• [EXERCISE AIM]
Establish how many lines of the material below contain the string "dark". Return that number by itself.
========================================================================
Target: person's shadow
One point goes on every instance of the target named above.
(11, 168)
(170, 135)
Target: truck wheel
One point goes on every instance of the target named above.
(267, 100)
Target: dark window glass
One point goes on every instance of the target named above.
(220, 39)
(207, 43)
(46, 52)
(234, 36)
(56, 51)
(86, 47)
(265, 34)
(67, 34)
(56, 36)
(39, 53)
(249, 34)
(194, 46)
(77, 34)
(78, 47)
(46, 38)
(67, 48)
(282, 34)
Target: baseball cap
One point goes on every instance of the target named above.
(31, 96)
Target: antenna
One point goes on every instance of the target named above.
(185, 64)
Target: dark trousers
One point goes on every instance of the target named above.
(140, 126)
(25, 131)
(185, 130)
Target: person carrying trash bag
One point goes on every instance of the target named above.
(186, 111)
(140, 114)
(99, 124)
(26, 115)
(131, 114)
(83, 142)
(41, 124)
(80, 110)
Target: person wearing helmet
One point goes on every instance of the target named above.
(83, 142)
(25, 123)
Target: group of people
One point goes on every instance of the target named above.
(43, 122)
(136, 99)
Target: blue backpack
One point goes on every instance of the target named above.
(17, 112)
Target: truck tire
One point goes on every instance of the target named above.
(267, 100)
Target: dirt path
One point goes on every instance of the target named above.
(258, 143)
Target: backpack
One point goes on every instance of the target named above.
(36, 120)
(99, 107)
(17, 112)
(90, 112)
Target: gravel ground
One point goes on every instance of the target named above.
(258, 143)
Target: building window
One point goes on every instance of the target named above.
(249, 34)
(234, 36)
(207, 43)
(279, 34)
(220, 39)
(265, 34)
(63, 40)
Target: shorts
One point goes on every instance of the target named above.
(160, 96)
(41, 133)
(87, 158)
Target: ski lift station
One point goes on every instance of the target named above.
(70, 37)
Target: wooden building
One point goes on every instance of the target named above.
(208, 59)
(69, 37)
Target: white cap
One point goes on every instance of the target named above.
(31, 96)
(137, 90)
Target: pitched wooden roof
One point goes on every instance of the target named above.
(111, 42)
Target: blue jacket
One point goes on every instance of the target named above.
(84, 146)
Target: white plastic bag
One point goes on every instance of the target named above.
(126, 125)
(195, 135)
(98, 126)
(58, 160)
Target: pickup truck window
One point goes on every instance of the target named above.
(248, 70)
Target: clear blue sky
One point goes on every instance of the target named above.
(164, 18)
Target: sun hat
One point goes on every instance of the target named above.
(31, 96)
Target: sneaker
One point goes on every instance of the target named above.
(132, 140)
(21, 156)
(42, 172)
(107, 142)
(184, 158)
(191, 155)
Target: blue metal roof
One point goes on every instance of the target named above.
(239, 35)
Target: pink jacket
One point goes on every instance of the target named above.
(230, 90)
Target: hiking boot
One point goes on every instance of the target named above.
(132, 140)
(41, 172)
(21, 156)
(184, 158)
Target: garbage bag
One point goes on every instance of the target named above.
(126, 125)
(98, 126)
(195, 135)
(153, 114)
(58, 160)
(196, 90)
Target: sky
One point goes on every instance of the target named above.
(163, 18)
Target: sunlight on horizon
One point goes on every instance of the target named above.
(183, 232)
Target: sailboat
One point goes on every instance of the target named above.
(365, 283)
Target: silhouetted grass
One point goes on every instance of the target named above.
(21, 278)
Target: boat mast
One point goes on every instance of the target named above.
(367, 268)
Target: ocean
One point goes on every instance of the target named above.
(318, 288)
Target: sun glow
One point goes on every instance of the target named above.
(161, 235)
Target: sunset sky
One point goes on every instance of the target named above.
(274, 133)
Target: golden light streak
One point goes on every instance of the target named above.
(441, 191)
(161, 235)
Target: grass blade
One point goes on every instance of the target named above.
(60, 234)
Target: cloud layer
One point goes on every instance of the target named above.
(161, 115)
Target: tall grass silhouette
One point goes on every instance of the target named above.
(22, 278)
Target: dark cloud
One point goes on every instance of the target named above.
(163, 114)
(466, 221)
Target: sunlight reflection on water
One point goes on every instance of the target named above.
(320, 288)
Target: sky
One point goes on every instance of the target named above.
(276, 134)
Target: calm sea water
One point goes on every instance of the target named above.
========================================================================
• [OUTPUT OF THE TASK]
3